• _Source extract_
I can't make sense of the data. This update from 12th of March but the European Center for Disease Control gave this apparently conflicting statement:
Infection in asymptomatic individuals: The virus has been detected in asymptomatic persons. On a rapidly evolving cruise ship outbreak, where most of the passengers and staff were tested irrespective of symptoms, 51% of the laboratory confirmed cases were asymptomatic at the time of confirmation [33]. In Italy, 44% of the laboratory-confirmed cases have been asymptomatic [34]. In Japan, 0.06% of reported cases have been asymptomatic [35]. These proportions based on nationally notified cases likely reflect laboratory testing algorithms rather than true estimates of asymptomatic infections.
Based on Chinese data, the international WHO mission report indicates that up to 75% of initially asymptomatic cases will progress to clinical disease, making the true asymptomatic infection rather rare (estimated at 1-3%) [16].

• _Exercise directions_
Duplicate the passage on asymptomatic infection, starting with "Based on Chinese" and going on through "at 1-3%) [16].". The listing after this point is separate material with no connection to the passage on asymptomatic infection.

• _Information supplied_
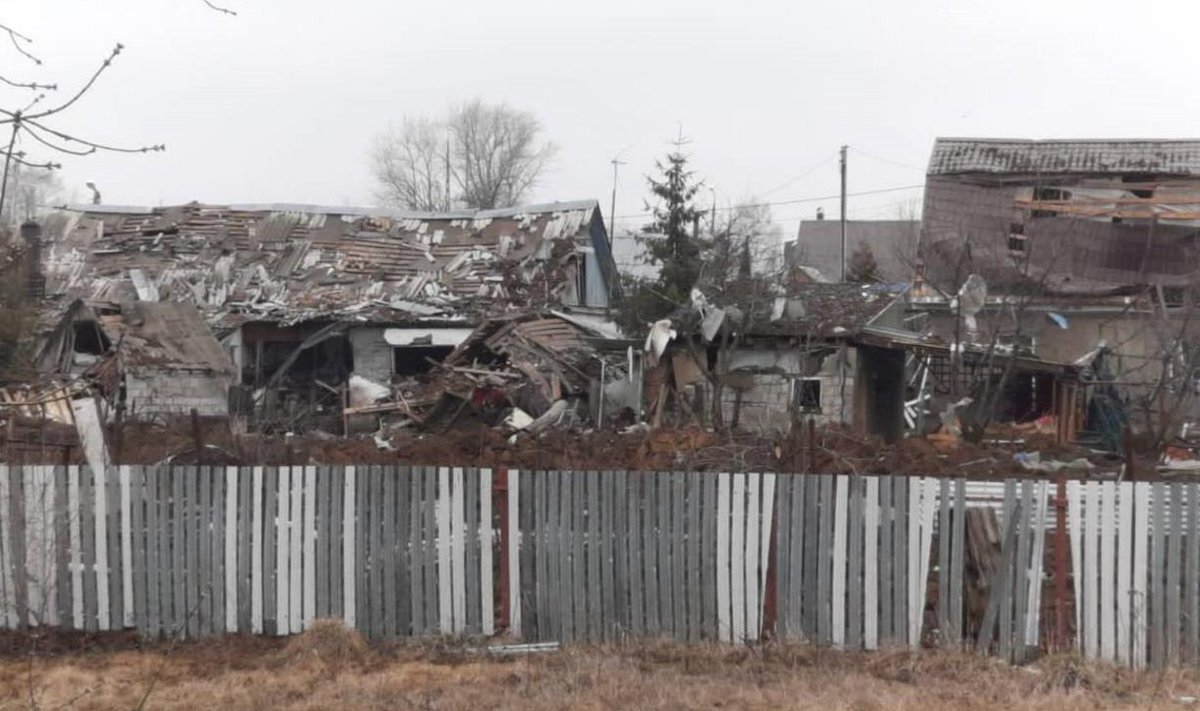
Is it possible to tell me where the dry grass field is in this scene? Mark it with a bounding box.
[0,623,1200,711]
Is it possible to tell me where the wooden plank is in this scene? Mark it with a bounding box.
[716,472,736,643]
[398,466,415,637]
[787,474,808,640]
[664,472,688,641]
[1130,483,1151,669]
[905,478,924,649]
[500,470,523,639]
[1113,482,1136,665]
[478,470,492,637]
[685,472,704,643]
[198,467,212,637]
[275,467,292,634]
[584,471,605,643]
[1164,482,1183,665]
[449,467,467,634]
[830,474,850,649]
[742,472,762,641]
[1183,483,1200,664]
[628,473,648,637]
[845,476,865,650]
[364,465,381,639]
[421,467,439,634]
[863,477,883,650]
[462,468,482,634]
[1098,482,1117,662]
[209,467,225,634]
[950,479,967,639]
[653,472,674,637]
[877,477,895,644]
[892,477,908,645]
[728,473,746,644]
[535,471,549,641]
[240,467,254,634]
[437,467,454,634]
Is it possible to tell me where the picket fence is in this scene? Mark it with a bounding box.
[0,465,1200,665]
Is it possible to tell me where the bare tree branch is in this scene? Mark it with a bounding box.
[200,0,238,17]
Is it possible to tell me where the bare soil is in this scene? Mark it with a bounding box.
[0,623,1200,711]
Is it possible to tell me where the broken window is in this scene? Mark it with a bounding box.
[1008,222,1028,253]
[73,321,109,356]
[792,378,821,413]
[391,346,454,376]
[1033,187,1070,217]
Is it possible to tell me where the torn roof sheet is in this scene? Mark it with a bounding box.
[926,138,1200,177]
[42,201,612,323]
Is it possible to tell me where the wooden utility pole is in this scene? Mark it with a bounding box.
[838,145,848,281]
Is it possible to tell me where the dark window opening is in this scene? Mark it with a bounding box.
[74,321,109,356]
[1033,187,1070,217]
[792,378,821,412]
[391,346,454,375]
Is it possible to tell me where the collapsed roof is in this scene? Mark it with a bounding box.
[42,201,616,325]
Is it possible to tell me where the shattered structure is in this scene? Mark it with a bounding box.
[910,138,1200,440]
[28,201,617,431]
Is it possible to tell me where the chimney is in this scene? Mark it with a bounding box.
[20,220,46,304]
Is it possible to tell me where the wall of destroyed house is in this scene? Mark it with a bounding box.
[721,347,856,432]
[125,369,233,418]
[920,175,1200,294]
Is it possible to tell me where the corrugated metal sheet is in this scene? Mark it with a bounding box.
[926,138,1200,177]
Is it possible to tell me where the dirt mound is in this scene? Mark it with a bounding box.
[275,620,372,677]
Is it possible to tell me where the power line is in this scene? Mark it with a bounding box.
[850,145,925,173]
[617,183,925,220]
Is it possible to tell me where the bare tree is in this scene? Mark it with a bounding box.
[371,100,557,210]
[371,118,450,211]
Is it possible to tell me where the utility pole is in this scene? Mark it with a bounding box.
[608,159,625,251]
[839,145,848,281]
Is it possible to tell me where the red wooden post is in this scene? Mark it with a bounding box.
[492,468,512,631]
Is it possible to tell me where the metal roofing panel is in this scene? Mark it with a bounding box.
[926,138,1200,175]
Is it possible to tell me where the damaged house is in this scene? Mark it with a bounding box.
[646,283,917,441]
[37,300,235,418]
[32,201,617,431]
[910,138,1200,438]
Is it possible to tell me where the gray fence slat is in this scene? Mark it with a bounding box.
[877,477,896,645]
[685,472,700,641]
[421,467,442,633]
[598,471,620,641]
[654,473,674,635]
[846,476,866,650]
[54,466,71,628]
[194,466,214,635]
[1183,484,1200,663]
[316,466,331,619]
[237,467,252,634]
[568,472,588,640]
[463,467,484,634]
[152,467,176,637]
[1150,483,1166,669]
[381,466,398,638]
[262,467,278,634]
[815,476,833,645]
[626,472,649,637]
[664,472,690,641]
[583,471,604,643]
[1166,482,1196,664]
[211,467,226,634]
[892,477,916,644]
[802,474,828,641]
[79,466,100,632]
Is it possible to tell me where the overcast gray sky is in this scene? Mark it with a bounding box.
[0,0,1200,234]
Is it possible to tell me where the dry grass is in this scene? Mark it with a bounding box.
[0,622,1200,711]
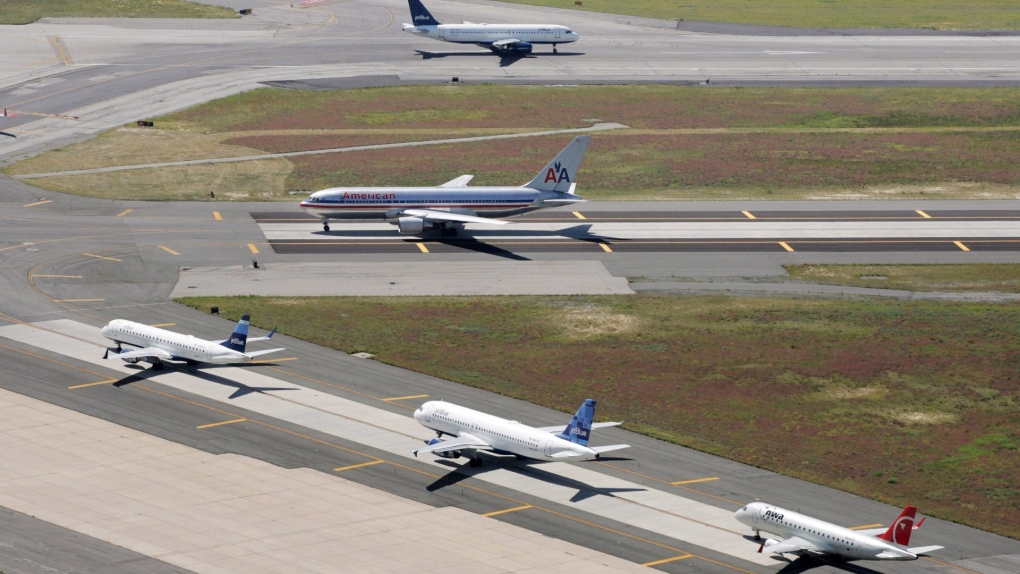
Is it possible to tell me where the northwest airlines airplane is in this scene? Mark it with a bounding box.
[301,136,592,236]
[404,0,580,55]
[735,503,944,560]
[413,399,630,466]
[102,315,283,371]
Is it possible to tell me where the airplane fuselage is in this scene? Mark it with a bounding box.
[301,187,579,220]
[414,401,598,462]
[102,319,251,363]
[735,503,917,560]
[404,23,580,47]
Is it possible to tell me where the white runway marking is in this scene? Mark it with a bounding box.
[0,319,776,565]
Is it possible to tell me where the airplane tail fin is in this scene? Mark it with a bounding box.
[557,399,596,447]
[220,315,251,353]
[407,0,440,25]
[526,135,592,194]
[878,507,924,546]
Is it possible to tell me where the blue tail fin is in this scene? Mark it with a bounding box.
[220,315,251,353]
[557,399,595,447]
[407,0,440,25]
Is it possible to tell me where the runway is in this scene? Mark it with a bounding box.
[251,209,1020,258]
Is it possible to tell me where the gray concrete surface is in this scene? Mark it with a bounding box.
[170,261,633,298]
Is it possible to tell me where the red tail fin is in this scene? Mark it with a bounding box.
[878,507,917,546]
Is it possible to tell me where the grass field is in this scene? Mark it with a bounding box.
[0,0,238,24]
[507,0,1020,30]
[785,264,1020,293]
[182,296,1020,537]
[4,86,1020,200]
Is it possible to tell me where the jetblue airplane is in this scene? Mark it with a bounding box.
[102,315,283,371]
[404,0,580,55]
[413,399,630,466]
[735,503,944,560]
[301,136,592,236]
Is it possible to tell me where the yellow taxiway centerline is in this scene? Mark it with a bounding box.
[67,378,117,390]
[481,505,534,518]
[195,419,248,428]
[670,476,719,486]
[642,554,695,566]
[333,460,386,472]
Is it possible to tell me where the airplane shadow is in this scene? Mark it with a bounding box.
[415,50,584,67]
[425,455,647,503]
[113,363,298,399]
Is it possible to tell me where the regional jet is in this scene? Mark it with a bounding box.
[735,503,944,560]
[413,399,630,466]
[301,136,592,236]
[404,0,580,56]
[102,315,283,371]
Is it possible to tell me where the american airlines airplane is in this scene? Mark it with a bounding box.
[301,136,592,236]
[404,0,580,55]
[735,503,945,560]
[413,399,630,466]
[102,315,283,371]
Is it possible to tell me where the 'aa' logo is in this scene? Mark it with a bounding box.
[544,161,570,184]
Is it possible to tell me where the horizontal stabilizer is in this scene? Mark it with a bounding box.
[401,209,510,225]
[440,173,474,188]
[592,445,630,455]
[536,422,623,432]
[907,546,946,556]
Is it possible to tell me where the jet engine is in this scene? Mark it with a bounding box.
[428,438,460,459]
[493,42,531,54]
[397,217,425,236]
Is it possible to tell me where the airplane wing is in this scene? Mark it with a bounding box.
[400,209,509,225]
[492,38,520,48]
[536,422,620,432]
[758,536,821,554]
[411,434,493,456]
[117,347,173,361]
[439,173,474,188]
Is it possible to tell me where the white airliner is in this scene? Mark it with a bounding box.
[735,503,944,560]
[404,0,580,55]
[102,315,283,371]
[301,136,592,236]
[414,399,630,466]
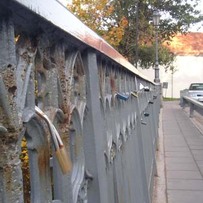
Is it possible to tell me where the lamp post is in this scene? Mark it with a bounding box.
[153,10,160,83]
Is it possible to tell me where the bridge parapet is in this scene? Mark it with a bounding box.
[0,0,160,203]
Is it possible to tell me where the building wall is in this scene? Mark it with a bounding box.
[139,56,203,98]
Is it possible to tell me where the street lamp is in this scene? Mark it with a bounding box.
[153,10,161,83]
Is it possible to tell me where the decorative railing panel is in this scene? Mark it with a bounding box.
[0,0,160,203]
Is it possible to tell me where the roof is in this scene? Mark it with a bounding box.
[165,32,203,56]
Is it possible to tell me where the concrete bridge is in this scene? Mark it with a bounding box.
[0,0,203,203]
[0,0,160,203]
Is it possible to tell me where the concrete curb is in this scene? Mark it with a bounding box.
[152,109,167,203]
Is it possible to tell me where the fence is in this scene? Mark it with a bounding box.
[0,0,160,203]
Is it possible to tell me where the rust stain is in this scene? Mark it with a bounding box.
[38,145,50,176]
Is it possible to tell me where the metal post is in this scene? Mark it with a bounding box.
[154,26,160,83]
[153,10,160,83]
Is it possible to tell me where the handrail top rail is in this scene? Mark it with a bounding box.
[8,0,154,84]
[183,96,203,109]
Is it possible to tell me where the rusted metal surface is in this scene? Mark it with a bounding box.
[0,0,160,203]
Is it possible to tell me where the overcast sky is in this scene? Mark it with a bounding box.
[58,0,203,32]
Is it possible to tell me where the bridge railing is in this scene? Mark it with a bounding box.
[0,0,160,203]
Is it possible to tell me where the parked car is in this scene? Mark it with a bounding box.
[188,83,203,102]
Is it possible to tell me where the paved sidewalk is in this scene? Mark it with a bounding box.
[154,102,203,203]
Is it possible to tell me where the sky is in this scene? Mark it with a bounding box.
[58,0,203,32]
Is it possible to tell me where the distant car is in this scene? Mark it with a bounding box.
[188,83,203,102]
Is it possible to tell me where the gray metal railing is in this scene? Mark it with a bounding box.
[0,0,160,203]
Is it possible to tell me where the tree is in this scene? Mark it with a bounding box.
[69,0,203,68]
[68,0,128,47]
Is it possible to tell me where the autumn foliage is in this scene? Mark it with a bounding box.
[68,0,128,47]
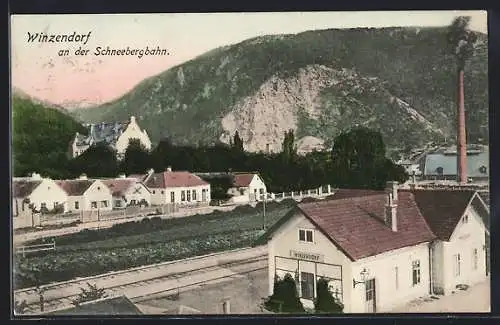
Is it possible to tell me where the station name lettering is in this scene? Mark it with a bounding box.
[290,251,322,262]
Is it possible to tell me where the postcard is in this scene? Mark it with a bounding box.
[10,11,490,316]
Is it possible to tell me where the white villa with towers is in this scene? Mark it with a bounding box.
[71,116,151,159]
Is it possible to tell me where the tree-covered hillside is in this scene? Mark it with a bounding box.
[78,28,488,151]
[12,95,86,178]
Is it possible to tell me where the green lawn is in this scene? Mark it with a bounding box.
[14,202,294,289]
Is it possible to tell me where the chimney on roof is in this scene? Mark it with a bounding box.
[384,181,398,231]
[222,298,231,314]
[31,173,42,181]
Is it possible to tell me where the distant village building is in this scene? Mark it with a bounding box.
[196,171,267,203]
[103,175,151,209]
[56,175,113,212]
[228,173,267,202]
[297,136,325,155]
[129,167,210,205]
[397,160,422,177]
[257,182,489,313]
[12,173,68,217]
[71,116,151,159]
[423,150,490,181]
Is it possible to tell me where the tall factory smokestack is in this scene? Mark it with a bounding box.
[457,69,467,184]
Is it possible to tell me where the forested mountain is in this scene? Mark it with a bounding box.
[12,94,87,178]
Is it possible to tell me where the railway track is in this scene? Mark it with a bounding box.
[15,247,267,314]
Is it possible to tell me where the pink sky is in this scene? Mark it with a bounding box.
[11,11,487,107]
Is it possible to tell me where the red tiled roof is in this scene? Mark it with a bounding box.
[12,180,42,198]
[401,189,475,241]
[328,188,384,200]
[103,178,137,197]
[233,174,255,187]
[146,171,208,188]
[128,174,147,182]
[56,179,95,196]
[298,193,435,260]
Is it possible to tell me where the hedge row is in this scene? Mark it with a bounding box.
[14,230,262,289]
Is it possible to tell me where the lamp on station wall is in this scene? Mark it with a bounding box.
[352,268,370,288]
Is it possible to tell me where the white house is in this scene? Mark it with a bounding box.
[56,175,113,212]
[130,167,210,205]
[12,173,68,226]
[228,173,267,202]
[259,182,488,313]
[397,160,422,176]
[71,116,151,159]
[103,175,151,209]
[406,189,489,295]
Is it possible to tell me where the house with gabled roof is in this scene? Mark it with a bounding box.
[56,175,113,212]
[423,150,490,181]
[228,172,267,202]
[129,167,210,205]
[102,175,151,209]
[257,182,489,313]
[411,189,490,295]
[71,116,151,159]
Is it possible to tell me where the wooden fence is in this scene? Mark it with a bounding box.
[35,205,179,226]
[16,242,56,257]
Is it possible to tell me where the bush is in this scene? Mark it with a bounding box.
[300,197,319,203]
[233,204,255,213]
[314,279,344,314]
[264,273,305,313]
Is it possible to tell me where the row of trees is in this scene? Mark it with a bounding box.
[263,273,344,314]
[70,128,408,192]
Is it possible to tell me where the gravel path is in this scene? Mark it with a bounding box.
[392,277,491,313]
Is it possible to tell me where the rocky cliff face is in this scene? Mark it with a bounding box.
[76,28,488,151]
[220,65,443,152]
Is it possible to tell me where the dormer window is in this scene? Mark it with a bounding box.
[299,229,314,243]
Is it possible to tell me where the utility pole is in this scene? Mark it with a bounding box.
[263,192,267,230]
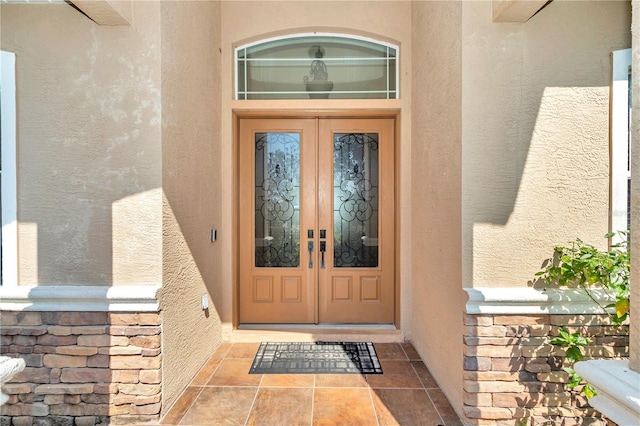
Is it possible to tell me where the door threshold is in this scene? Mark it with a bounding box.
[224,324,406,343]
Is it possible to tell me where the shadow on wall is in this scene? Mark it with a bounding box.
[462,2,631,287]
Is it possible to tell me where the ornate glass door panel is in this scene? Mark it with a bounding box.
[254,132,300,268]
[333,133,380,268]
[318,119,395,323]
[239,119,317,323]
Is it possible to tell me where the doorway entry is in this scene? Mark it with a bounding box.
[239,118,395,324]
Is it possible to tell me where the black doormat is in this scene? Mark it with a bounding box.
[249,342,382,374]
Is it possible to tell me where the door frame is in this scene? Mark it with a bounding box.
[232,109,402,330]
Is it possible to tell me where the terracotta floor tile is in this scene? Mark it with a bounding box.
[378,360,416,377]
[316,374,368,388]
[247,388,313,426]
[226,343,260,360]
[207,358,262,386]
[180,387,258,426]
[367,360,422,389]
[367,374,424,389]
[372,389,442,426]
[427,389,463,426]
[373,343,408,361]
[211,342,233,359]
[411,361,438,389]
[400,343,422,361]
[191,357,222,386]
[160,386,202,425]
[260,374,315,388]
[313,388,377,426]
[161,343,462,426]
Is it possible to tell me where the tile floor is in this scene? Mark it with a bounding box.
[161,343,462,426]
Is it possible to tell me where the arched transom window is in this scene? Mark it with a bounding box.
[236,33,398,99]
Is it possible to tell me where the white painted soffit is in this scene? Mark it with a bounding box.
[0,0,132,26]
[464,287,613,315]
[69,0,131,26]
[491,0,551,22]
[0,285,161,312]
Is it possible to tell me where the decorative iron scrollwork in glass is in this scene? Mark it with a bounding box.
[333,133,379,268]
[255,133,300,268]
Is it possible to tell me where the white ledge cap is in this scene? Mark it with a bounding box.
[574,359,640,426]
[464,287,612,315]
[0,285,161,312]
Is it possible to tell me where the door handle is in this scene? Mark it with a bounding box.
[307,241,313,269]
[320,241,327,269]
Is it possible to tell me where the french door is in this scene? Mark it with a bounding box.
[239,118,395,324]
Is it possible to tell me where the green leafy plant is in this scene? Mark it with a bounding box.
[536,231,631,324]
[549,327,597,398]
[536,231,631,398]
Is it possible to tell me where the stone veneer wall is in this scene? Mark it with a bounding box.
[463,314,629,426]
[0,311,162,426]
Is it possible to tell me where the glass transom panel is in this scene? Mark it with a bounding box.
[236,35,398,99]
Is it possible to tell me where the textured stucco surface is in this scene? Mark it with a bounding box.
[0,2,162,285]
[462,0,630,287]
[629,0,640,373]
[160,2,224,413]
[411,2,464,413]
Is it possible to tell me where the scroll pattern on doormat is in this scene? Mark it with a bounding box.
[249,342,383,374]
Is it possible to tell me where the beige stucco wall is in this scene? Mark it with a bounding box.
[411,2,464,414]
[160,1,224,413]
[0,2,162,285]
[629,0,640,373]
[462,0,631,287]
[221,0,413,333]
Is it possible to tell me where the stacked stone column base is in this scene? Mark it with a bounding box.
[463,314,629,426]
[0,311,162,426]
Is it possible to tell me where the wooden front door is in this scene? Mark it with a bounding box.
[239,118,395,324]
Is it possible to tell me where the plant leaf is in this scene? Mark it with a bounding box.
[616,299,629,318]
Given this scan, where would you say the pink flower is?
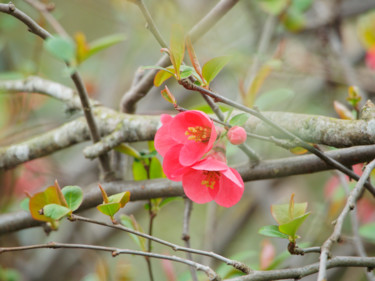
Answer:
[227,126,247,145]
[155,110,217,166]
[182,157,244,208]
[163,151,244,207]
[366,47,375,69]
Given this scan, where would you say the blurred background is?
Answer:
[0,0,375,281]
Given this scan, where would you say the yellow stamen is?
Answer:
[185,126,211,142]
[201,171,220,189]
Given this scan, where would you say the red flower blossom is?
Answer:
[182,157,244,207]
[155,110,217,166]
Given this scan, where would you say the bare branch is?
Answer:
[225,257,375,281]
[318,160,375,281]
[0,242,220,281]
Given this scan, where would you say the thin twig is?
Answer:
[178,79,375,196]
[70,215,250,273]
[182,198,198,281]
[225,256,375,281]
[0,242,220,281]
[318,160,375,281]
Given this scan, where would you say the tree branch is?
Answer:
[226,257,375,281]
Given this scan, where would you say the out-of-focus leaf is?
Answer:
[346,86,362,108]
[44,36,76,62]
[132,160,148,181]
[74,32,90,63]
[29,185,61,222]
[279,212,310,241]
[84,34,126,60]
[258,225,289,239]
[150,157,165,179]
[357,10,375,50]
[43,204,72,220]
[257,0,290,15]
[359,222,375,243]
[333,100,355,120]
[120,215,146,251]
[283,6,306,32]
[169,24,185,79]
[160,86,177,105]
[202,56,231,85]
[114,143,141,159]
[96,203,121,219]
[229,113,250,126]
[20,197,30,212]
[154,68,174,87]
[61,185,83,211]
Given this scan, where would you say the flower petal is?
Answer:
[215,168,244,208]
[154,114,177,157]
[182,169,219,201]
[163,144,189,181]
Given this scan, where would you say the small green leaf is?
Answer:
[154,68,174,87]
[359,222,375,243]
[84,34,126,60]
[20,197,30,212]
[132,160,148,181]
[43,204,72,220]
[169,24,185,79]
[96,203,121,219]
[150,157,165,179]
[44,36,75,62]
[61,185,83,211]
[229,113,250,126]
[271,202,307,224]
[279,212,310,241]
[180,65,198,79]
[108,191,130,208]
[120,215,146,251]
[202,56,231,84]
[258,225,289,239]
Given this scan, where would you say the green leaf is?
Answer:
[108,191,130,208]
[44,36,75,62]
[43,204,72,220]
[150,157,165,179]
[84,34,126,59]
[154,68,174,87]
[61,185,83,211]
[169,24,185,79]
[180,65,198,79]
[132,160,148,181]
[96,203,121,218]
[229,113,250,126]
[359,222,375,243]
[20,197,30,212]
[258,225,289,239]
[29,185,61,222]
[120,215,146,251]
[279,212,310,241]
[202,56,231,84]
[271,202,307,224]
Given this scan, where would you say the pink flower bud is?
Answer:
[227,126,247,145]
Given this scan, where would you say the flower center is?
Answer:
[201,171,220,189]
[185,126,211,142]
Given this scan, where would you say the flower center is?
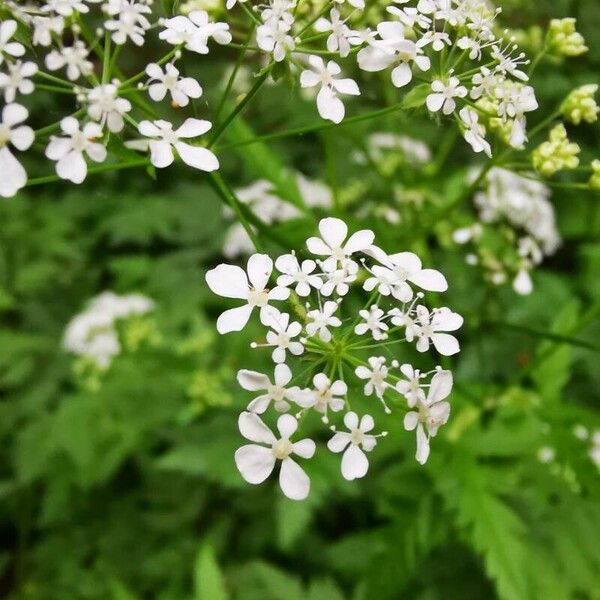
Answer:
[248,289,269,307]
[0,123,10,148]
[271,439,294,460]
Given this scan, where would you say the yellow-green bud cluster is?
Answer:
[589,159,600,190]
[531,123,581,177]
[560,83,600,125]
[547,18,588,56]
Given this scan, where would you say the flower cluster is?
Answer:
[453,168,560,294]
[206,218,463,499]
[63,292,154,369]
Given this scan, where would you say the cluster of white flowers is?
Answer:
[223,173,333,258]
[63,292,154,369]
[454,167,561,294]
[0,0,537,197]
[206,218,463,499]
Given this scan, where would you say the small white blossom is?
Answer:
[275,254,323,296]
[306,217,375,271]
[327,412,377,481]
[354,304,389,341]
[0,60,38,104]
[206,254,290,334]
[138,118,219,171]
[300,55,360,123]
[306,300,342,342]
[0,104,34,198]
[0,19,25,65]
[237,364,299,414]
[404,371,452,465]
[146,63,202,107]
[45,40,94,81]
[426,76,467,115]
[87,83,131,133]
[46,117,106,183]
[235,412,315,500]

• _Result of this task_
Based on Chinese data, the international WHO mission report indicates that up to 75% of initially asymptomatic cases will progress to clinical disease, making the true asymptomatic infection rather rare (estimated at 1-3%) [16].